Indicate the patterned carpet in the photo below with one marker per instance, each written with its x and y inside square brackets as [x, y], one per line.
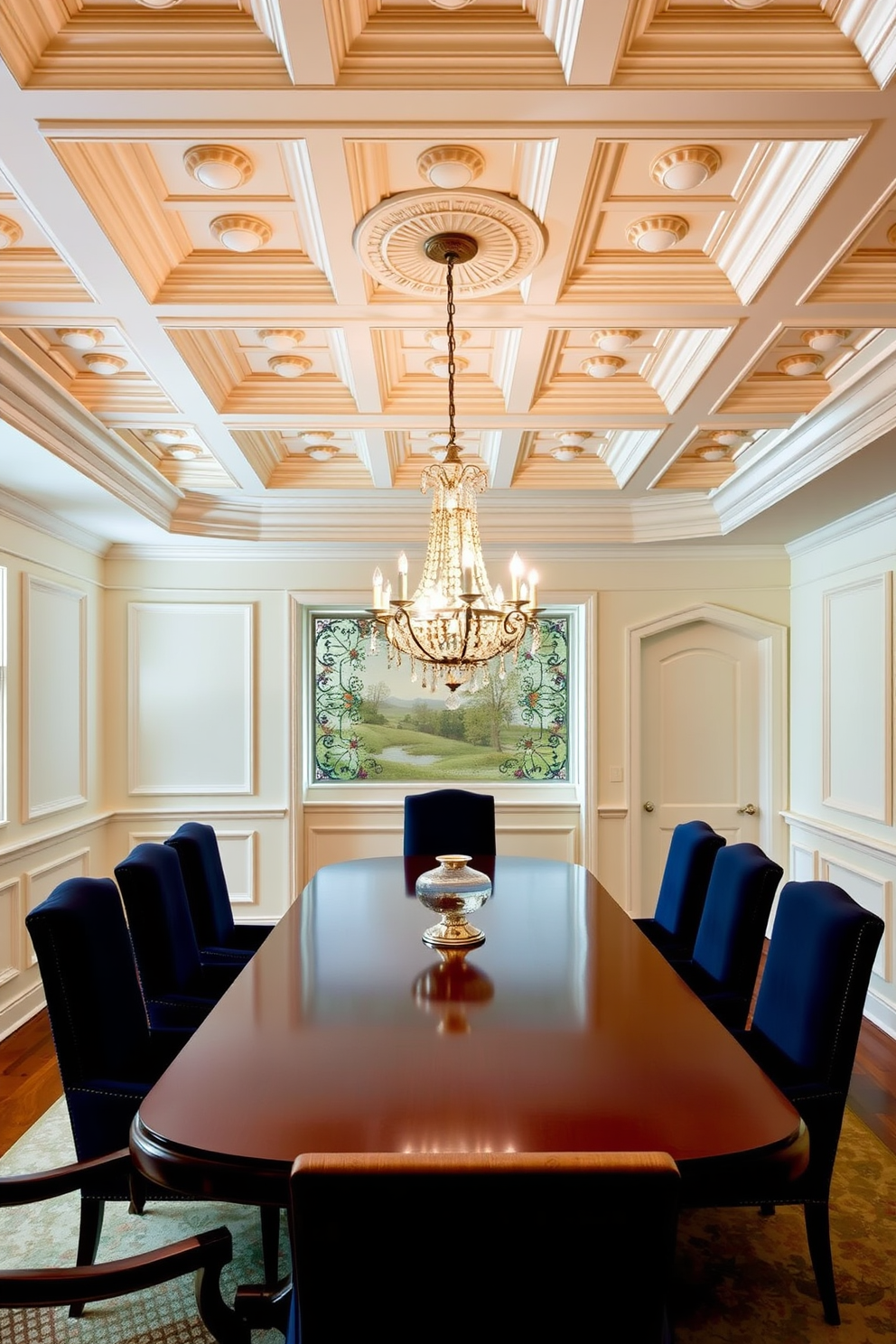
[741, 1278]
- - - - - - -
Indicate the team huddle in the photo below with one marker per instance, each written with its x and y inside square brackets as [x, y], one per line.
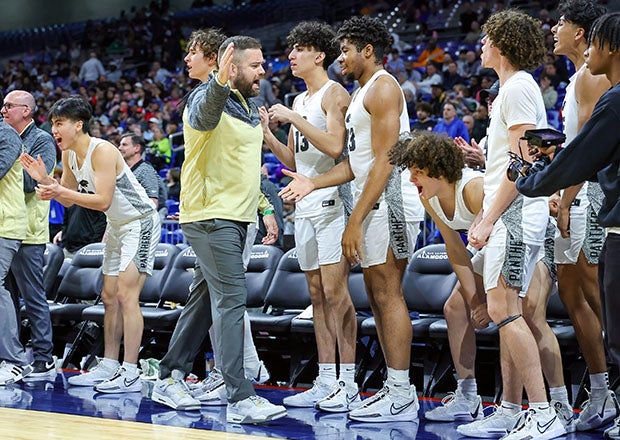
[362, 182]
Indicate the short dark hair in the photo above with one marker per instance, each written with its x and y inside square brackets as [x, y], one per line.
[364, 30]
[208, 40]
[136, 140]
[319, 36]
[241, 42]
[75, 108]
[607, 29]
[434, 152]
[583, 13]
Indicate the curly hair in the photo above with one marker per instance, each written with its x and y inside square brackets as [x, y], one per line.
- - - - - - -
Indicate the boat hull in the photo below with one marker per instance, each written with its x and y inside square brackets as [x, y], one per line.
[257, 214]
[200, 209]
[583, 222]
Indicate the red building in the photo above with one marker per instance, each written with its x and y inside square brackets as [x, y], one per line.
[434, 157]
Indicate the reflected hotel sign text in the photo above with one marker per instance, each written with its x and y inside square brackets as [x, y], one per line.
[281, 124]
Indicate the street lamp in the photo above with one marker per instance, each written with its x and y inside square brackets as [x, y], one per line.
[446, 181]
- - - - - - -
What is required:
Give everything from the line containing "Indicate the patterned" down to the line containing "[741, 1278]" in the entries above as a JSON list of strings, one per line, skipping blank lines. Leave the pictures out.

Output of the task:
[
  "Indicate the patterned carpet in the photo below with one marker per instance, each written with its x and y inside square brackets as [x, y], one per line.",
  "[741, 1278]"
]